Provided data
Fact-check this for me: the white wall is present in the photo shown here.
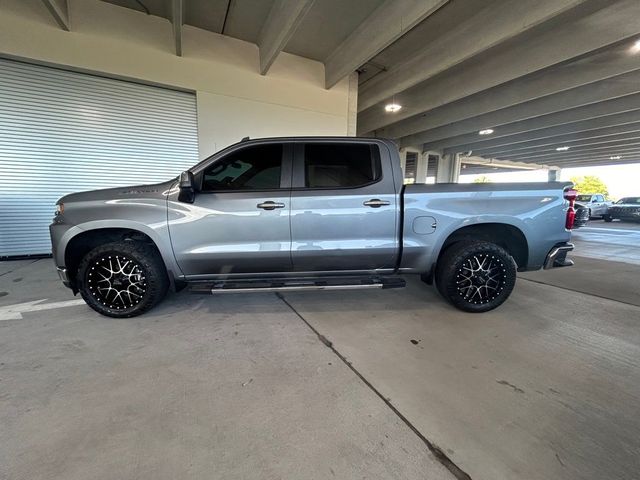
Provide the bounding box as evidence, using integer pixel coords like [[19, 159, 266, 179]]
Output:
[[0, 0, 350, 158]]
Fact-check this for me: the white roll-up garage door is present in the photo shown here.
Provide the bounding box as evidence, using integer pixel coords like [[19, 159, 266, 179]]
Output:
[[0, 59, 198, 257]]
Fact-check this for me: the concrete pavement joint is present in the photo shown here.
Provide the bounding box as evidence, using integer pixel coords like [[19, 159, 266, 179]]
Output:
[[0, 258, 42, 277], [276, 293, 472, 480], [518, 277, 640, 308]]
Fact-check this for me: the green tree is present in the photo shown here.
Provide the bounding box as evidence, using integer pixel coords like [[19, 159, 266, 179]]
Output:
[[571, 175, 609, 197], [473, 175, 491, 183]]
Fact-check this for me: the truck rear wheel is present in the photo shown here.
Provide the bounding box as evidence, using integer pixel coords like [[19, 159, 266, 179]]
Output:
[[436, 241, 517, 313], [77, 241, 169, 318]]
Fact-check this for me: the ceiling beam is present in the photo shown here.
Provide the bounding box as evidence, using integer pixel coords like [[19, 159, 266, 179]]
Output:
[[440, 106, 640, 153], [324, 0, 448, 88], [468, 125, 640, 156], [171, 0, 184, 57], [536, 154, 640, 169], [400, 66, 640, 146], [559, 158, 640, 169], [42, 0, 71, 32], [358, 0, 585, 111], [424, 94, 640, 151], [496, 132, 640, 160], [376, 45, 640, 145], [358, 0, 640, 133], [460, 155, 558, 170], [492, 139, 640, 163], [258, 0, 314, 75]]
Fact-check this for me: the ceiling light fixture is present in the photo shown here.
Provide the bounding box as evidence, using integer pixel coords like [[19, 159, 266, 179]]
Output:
[[384, 103, 402, 113]]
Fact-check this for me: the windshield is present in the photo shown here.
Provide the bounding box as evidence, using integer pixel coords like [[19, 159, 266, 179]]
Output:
[[616, 197, 640, 205]]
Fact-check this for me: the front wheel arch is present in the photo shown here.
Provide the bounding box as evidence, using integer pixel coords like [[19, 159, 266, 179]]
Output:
[[64, 228, 166, 289]]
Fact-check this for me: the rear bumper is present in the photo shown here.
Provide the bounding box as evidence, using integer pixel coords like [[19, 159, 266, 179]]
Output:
[[544, 242, 573, 270]]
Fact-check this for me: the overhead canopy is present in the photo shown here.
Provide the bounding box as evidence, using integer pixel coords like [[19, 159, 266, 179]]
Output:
[[70, 0, 640, 167]]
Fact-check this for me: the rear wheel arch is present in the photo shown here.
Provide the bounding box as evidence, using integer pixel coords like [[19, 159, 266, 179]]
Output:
[[438, 223, 529, 269]]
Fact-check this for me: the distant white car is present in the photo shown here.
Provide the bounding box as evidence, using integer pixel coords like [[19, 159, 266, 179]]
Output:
[[576, 193, 611, 218]]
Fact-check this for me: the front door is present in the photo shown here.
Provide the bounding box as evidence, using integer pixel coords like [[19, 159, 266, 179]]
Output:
[[169, 142, 292, 279], [291, 139, 399, 272]]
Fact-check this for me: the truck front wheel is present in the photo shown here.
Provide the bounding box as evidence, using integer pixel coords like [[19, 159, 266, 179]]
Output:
[[77, 241, 169, 318], [436, 241, 517, 313]]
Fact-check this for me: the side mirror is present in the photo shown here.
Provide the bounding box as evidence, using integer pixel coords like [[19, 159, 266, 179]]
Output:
[[178, 170, 196, 203]]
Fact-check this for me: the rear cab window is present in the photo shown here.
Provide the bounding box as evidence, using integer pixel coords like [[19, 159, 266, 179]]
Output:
[[303, 142, 382, 189]]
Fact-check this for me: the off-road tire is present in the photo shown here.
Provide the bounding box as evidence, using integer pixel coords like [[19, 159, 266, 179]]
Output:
[[76, 240, 169, 318], [435, 240, 517, 313]]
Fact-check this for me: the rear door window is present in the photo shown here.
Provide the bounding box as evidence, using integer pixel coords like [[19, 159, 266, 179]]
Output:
[[304, 143, 382, 189], [202, 143, 283, 192]]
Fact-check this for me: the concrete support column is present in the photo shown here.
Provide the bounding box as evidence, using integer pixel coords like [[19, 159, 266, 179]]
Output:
[[347, 72, 358, 137], [436, 153, 460, 183], [547, 169, 560, 182]]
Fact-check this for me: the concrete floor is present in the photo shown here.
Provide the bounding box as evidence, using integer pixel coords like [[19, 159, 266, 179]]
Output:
[[0, 224, 640, 480]]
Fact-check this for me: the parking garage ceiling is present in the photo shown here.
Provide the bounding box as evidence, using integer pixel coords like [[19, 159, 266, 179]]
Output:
[[97, 0, 640, 167]]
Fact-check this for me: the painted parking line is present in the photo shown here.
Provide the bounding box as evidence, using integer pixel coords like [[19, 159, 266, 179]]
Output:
[[579, 227, 640, 235], [0, 298, 84, 321]]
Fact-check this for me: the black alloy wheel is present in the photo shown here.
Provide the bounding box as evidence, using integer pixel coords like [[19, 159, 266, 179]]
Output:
[[77, 241, 169, 318], [436, 240, 517, 312]]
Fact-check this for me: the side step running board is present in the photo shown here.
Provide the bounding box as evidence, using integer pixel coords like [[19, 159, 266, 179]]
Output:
[[189, 277, 406, 294]]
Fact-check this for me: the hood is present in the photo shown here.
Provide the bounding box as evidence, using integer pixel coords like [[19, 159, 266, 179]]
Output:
[[56, 178, 176, 205]]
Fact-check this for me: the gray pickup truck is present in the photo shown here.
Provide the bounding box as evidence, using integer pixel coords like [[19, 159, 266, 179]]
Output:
[[50, 137, 576, 317]]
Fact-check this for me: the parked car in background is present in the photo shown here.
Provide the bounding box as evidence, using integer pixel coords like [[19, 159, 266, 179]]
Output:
[[604, 197, 640, 222], [576, 193, 611, 218], [573, 202, 591, 228]]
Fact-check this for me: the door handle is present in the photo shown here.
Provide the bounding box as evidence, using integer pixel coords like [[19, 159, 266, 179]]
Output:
[[256, 201, 284, 210], [362, 198, 391, 208]]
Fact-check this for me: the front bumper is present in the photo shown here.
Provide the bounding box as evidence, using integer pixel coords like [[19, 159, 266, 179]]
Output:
[[544, 242, 573, 270]]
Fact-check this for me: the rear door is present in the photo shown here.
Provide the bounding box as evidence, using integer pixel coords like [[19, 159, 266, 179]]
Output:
[[169, 142, 292, 278], [291, 140, 399, 272]]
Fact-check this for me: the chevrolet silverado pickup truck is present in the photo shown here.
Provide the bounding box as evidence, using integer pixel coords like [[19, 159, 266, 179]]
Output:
[[50, 137, 576, 317]]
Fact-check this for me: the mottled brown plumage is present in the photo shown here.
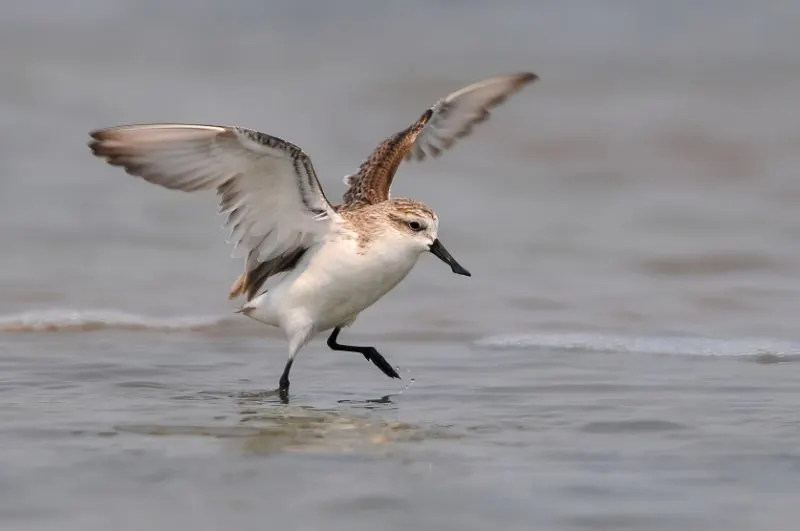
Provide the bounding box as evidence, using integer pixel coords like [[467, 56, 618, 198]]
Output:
[[89, 73, 537, 301]]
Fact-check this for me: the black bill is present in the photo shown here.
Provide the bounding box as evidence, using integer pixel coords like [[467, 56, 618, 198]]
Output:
[[428, 238, 472, 277]]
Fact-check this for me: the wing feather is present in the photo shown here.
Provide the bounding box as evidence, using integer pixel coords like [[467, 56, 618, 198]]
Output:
[[89, 124, 339, 300], [343, 72, 538, 207]]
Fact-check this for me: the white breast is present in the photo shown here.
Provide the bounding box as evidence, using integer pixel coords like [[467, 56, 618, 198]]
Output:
[[253, 234, 419, 332]]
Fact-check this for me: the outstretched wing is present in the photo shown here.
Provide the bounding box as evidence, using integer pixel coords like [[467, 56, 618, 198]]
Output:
[[343, 72, 538, 205], [89, 124, 339, 300]]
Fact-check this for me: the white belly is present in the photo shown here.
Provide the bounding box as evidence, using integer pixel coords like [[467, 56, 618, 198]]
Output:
[[250, 236, 419, 332]]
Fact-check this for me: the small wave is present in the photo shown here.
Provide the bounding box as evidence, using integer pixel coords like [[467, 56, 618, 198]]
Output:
[[0, 310, 226, 332], [476, 334, 800, 362]]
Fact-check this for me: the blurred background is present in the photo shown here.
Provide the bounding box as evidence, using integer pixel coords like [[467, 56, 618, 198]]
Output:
[[0, 0, 800, 530]]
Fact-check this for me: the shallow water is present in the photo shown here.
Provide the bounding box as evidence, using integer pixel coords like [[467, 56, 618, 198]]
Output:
[[0, 0, 800, 530]]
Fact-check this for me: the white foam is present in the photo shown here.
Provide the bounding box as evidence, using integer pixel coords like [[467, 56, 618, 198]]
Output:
[[0, 309, 224, 332], [476, 334, 800, 357]]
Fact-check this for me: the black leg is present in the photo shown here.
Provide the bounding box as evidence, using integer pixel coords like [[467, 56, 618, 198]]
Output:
[[278, 358, 294, 402], [324, 326, 400, 385]]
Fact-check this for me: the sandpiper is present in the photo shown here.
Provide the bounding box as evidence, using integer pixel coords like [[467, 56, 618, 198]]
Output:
[[89, 72, 537, 400]]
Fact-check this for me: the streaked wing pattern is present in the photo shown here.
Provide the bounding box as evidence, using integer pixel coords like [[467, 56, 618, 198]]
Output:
[[89, 124, 339, 298], [343, 72, 538, 206]]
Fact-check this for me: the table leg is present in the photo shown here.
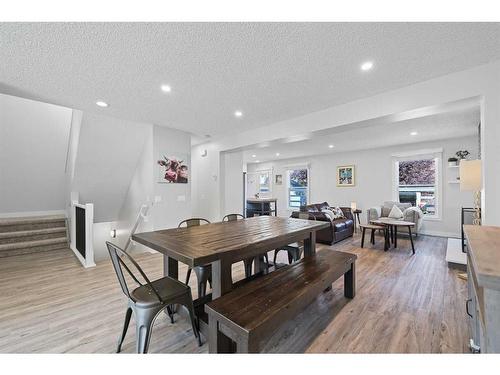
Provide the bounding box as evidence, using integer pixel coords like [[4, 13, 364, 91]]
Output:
[[408, 226, 415, 254], [163, 255, 179, 279], [163, 255, 179, 312], [212, 259, 233, 299], [384, 225, 390, 251], [209, 259, 235, 353], [344, 262, 356, 298], [304, 231, 316, 257]]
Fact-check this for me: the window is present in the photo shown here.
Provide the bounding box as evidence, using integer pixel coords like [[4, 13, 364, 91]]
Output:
[[287, 168, 309, 210], [396, 156, 440, 218]]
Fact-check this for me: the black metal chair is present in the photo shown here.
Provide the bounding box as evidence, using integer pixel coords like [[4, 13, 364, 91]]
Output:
[[222, 214, 269, 277], [177, 217, 212, 297], [273, 212, 316, 265], [106, 242, 201, 353]]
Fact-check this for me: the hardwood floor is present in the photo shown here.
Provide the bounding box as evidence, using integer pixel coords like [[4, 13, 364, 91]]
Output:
[[0, 236, 468, 353]]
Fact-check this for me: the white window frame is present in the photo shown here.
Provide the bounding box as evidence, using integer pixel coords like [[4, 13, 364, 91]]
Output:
[[285, 164, 311, 211], [392, 148, 443, 221]]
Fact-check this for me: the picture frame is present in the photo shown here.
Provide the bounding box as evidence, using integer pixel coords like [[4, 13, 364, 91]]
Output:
[[337, 165, 356, 187], [156, 153, 189, 184]]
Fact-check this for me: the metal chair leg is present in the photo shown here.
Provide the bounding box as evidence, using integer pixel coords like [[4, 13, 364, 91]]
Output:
[[243, 258, 253, 277], [135, 309, 157, 354], [182, 292, 202, 346], [186, 267, 192, 285], [167, 305, 174, 324], [116, 307, 132, 353]]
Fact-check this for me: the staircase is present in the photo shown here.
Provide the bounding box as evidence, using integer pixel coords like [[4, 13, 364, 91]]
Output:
[[0, 215, 68, 258]]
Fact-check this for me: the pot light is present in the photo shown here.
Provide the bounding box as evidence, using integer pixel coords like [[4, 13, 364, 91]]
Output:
[[361, 61, 373, 72]]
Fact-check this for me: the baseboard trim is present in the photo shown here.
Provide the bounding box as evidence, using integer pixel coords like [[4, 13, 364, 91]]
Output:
[[0, 210, 66, 219]]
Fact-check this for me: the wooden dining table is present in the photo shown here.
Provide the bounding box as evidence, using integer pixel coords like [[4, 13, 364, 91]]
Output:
[[132, 216, 329, 332]]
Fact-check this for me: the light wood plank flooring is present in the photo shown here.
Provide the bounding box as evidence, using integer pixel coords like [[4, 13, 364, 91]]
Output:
[[0, 236, 468, 353]]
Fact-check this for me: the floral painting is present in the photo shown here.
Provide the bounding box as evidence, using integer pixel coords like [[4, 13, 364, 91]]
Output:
[[157, 155, 189, 184], [337, 165, 355, 186]]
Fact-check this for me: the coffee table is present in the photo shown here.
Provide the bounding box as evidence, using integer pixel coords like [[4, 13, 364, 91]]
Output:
[[370, 218, 415, 254]]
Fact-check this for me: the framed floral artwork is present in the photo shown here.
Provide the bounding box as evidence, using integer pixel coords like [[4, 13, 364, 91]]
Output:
[[157, 154, 189, 184], [337, 165, 356, 187]]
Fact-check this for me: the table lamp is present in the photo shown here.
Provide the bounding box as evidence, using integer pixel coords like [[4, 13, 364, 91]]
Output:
[[460, 160, 482, 225]]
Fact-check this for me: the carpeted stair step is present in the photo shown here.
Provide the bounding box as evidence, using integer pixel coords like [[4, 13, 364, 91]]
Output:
[[0, 226, 66, 245], [0, 215, 66, 233], [0, 237, 68, 258]]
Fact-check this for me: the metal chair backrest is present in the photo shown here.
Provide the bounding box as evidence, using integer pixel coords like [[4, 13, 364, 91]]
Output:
[[177, 217, 210, 228], [222, 214, 245, 221], [299, 212, 316, 220], [106, 241, 163, 302]]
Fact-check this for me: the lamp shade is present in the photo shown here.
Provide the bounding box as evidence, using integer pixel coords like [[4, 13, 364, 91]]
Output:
[[460, 160, 482, 191]]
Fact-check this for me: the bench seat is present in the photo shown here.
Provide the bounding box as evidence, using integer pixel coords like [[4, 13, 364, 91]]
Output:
[[205, 250, 357, 353]]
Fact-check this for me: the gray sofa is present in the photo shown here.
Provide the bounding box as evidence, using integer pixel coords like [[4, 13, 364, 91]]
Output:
[[366, 201, 422, 236]]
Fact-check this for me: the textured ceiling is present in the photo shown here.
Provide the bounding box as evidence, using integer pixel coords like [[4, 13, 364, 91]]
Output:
[[243, 106, 481, 163], [0, 23, 500, 136]]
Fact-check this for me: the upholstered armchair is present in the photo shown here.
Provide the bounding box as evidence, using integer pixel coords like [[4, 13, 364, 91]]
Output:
[[366, 201, 423, 236]]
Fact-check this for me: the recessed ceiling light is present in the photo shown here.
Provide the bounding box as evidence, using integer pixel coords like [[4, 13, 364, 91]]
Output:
[[95, 100, 108, 108], [361, 61, 373, 72]]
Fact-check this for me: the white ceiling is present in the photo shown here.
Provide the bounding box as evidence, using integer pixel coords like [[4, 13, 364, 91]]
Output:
[[243, 106, 480, 163], [0, 23, 500, 137]]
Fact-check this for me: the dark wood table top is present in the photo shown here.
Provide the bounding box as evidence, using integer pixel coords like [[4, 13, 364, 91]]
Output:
[[370, 217, 415, 227], [132, 216, 329, 267]]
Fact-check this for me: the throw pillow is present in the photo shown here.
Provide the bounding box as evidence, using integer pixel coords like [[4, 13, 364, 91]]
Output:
[[330, 207, 345, 220], [389, 205, 403, 219], [321, 208, 335, 220]]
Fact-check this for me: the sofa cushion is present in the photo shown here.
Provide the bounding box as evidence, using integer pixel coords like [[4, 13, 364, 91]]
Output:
[[332, 219, 345, 232], [380, 201, 411, 217], [388, 205, 403, 219], [316, 202, 330, 211], [304, 204, 320, 212]]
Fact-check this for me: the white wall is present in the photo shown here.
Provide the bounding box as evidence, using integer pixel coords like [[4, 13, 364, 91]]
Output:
[[193, 62, 500, 225], [0, 94, 72, 216], [218, 152, 244, 221], [71, 113, 151, 223], [113, 126, 192, 260], [191, 143, 222, 221], [248, 137, 477, 237]]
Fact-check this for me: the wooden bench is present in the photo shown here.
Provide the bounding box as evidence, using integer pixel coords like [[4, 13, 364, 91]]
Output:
[[205, 250, 357, 353]]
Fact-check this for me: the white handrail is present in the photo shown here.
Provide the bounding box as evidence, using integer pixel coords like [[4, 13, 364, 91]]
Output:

Job
Reproduce the lines from the start of the records through the line containing "[[571, 175, 609, 197], [473, 175, 491, 183]]", with "photo" substituted by "image" throughout and everything else left unchanged. Leave the pictures out.

Result of this task
Fact-check this for me: the white wall is present in the image shown here.
Provide the bounding box as evidence, using integer pixel coords like [[19, 159, 266, 179]]
Output:
[[0, 0, 350, 158]]
Fact-check this for me: the white roll-up garage door is present in the image shown here.
Provide the bounding box as evidence, using integer pixel coords like [[19, 159, 266, 179]]
Output:
[[0, 59, 198, 257]]
Fact-check this for me: the concrete pavement joint is present in the image shown here.
Provide the bounding box as evidence, using integer pixel coords like [[19, 159, 266, 179]]
Output:
[[0, 258, 42, 277], [276, 293, 472, 480], [518, 277, 640, 308]]
Fact-check this for me: the green tree is present in the image shown here.
Provide the bounding box as evidence, using integer pixel coords like [[19, 159, 266, 179]]
Output:
[[571, 175, 609, 197], [473, 175, 491, 183]]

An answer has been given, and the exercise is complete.